▸ AIM:
Answer each item below using the forum thread about the temperature gauge, and mark your answers (a), (b) and (c).
(a) In the first post, what does the gauge needle do when the driver accelerates while the outside air is above freezing?
(b) How did jserrano fix the same problem on their own vehicle?
(c) Besides a loose connector, what does KA24Tech suggest checking?

▸ SOURCE TEXT:
# Temperature gauge acting weird



## LONDONDERRY (May 19, 2004)

Greetings-

I have noticed that the temperature gauge on the instrument panel is acting weird, and I need to know if its related to a possible problem with the temperature coolant sensor. 
Okay, when the outside ambient air temperature is above freezing or close to 40 degrees and I accelerate, the needle on the temp. gauge starts to jump the left erratically; indicating the engine is running cooler. When I let off the gas pedal the gauge goes back to normal. This scenerio only does not happen if the air temp. is below freezing. Like I first mentioned I think the coolant temp sensor might be going back, is this correct.

regards
Frank


----------



## jserrano (Oct 27, 2004)

I don't believe the sensor itself is bad. I bet the terminal is floating loose on the spade terminal of the temperature sensor. Many people had this problem including myself. I fixed mine by removing the connector from the sensor and then tighten'd down the female connector so it fit snug on the sensor.

You can confirm this by having someone observe the temp gauge which you wiggle the wire.


----------



## KA24Tech (Feb 2, 2004)

I agree that the connector could be loose or check the grounds to the engine.

Troy


----------



## jovanni (Mar 29, 2005)

My temp gauge is doing the same thing today fidgeting like crazy when i press the gas also the acceleration is slower then usual,will the car over heat if i take it to work?London did jserrano"s method fix our problem?i hope u guys answer back,taking the train sucks!


----------



## LONDONDERRY (May 19, 2004)

To be honest, I know I have to fix it, but there are more pressing issue with fixiing up and remodeling my home first.

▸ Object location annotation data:
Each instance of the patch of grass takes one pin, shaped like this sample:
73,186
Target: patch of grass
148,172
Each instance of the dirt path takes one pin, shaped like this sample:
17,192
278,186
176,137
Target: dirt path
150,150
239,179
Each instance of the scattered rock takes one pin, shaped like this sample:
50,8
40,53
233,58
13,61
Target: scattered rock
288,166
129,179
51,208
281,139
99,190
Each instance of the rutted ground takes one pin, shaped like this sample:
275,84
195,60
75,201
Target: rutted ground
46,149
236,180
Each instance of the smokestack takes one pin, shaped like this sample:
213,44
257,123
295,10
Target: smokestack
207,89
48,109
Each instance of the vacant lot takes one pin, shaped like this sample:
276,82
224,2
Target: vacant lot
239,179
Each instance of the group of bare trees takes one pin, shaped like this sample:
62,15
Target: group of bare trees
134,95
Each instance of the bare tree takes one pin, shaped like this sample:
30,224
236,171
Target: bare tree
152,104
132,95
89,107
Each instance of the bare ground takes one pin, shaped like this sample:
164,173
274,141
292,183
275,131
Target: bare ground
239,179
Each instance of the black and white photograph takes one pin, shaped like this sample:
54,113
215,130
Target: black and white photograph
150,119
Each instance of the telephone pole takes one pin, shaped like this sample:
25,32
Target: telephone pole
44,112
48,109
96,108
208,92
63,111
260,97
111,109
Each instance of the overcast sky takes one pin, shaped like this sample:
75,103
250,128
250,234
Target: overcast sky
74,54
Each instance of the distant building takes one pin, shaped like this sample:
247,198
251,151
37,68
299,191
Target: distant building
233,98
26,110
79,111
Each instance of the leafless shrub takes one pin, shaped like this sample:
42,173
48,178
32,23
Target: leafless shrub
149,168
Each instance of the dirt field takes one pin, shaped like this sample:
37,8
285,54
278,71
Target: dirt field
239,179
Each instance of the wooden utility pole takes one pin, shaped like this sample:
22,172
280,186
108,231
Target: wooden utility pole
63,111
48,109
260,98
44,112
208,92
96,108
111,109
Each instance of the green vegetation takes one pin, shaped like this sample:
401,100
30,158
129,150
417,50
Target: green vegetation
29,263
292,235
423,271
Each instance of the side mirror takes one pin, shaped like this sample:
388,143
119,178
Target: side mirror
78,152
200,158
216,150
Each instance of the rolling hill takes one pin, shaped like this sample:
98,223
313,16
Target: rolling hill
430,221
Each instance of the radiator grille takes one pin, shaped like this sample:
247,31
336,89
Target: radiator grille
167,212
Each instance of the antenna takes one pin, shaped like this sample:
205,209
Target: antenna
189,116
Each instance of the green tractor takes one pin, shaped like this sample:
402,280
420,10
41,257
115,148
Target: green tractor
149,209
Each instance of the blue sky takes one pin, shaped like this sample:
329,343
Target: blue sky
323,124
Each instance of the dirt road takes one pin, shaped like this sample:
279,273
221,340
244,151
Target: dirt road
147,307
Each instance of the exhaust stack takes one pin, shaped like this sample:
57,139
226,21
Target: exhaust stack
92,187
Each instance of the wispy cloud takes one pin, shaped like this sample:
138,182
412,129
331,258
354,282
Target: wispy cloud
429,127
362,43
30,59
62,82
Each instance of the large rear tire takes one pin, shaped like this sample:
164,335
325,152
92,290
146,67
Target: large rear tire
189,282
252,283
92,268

▸ CORRECT RESPONSE:
(a) The needle jumps erratically to the left, indicating the engine is running cooler, and it returns to normal when the driver lets off the gas pedal.
(b) jserrano removed the connector from the sensor and tightened the female connector so it fit snug on the sensor.
(c) The grounds to the engine.